Assignment: Read through the lines below for the string "background" and copy each one that has it.

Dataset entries
- Opening Delimiter -

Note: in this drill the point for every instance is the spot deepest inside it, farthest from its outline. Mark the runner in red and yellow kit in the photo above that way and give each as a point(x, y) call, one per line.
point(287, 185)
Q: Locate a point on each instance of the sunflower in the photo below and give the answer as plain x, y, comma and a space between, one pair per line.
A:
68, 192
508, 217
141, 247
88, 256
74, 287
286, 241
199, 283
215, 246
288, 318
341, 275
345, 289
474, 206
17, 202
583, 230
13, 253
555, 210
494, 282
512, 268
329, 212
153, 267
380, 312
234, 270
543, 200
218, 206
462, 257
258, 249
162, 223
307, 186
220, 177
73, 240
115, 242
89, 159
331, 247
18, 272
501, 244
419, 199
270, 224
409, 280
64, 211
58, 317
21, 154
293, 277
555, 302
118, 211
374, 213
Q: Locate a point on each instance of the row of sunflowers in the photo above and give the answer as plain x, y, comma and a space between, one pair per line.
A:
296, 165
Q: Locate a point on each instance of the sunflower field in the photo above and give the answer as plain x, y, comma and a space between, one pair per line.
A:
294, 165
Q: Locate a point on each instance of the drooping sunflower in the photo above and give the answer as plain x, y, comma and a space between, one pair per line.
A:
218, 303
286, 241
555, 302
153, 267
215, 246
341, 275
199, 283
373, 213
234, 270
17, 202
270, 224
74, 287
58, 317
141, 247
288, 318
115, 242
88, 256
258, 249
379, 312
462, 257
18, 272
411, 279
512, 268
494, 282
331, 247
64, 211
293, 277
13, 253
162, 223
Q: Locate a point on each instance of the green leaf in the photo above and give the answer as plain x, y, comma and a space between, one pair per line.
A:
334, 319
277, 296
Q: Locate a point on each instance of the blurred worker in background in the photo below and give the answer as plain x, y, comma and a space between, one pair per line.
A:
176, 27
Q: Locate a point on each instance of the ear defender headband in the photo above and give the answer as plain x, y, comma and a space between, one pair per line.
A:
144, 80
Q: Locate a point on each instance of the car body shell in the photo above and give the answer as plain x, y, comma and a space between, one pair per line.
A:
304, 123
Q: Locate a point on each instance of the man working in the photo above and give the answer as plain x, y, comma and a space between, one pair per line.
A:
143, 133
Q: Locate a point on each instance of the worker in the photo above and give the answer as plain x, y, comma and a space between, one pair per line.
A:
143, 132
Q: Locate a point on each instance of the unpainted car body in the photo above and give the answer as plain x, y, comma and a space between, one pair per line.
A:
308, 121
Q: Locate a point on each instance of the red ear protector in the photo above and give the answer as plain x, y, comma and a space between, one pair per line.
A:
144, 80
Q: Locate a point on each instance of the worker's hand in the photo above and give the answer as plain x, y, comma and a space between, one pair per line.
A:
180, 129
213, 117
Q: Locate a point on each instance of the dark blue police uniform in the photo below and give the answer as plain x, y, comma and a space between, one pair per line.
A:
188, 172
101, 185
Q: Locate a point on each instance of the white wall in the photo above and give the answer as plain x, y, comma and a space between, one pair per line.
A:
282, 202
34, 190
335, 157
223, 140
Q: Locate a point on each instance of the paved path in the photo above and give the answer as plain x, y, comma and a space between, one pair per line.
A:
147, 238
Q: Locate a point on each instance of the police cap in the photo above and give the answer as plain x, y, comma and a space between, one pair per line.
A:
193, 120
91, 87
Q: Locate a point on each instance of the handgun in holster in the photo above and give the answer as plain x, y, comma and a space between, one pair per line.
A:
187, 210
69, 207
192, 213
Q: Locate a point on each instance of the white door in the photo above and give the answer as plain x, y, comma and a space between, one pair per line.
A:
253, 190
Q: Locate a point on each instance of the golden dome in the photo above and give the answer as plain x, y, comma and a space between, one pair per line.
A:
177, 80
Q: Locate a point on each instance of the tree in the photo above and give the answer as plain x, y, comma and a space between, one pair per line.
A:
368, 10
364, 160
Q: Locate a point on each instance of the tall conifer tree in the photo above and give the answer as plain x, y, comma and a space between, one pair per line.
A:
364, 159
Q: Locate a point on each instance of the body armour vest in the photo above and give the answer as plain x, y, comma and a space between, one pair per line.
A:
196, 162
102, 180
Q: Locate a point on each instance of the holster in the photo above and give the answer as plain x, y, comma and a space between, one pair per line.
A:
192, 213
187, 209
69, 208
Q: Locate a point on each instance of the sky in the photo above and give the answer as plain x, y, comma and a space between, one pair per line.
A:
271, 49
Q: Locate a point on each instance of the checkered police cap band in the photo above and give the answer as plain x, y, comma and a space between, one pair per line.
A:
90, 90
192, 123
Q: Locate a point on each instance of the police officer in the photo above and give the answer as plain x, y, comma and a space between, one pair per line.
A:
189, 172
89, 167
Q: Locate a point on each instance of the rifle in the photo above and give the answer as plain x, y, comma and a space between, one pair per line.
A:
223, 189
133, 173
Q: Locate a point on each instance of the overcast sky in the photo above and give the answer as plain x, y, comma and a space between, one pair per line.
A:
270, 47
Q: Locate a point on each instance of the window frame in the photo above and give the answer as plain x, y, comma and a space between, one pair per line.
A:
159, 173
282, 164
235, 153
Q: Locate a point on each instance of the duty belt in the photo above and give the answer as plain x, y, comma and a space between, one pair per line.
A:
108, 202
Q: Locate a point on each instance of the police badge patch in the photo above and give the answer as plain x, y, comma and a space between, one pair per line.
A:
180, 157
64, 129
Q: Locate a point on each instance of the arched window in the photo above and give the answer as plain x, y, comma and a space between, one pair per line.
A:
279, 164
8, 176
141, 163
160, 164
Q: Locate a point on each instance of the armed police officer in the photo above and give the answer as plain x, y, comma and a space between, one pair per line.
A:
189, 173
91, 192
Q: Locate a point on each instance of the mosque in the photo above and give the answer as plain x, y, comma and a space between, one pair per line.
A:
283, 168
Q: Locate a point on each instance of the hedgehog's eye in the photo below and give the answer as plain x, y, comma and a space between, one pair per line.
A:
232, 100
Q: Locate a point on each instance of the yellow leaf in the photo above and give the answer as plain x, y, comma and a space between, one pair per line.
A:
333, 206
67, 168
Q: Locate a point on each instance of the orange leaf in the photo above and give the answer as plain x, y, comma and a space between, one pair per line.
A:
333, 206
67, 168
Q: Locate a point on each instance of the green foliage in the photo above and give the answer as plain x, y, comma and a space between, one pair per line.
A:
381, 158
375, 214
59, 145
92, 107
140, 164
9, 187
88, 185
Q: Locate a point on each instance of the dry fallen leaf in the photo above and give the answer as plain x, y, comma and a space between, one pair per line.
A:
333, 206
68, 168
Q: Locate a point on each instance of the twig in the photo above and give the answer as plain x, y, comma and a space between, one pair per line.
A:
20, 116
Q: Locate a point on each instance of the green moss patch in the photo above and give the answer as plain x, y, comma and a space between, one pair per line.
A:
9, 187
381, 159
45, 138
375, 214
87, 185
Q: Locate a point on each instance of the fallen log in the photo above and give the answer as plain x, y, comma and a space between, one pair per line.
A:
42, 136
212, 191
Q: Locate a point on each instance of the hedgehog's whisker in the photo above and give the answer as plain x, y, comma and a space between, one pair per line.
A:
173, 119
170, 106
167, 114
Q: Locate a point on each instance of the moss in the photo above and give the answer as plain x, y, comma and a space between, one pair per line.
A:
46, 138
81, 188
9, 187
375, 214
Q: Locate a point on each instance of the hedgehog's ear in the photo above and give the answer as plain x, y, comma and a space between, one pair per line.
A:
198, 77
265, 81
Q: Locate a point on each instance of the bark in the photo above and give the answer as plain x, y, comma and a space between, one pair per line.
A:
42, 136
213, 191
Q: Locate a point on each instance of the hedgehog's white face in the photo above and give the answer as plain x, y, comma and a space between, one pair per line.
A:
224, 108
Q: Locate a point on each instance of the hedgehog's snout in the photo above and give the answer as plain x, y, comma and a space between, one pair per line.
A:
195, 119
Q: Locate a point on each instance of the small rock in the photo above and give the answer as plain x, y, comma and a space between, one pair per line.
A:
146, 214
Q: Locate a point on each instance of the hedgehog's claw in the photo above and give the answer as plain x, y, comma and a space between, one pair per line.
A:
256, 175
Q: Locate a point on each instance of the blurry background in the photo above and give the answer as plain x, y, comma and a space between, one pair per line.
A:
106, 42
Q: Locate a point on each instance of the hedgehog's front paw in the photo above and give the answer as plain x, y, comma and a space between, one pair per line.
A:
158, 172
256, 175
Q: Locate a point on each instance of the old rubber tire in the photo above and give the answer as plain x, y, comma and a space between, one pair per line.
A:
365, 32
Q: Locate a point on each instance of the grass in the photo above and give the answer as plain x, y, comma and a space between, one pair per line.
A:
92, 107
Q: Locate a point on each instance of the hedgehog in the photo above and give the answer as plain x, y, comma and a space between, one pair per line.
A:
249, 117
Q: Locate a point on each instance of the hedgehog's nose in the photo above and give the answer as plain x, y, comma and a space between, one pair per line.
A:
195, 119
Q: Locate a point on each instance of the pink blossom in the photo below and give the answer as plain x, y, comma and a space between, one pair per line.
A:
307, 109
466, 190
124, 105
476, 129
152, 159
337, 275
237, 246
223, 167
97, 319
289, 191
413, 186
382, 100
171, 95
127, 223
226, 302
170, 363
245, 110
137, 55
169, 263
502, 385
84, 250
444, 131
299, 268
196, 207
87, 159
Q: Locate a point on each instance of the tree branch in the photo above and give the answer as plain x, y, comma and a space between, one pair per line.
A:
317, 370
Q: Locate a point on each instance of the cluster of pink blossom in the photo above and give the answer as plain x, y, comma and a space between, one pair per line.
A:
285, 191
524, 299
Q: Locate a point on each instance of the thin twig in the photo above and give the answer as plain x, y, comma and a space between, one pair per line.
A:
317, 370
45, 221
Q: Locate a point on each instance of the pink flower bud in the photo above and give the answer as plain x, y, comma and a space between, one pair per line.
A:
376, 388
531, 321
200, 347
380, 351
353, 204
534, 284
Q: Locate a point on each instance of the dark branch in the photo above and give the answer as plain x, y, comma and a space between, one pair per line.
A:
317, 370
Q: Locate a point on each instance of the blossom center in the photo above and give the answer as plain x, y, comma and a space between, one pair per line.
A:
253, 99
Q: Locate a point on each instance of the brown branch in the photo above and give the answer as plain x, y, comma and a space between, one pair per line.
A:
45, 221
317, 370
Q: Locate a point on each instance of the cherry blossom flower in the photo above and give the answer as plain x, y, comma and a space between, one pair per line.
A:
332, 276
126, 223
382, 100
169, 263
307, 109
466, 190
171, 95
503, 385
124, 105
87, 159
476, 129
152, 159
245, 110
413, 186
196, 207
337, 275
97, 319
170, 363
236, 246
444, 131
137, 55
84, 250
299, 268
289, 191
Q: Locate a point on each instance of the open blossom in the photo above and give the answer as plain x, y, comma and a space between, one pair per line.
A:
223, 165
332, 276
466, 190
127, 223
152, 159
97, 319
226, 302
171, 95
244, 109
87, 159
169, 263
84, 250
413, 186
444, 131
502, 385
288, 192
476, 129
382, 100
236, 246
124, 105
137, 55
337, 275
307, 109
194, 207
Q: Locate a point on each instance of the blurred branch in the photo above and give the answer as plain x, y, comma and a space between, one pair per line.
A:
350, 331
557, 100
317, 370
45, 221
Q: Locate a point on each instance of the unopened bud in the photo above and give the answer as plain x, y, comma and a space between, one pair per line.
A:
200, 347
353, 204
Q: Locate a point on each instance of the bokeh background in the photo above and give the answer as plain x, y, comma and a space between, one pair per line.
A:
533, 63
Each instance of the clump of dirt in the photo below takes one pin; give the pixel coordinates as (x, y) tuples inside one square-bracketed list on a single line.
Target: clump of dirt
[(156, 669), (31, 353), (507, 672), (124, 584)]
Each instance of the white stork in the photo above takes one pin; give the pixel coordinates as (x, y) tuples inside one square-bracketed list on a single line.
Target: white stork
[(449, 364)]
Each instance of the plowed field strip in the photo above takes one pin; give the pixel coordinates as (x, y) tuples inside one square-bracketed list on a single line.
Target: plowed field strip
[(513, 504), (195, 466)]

- Closing Delimiter -

Output:
Q: Locate a point on each instance of the blurred worker in background in the photo below and give the answer as plain x, y, comma and a space between, one pair per line.
Q: Locate a point on each instance of the blurry background in the photo above and give the answer as plain x, y, comma and a space between, one pair per line.
Q: Locate a point on each instance of the bokeh background in the photo above and give the answer as plain x, y, comma and a space between, one pair per line.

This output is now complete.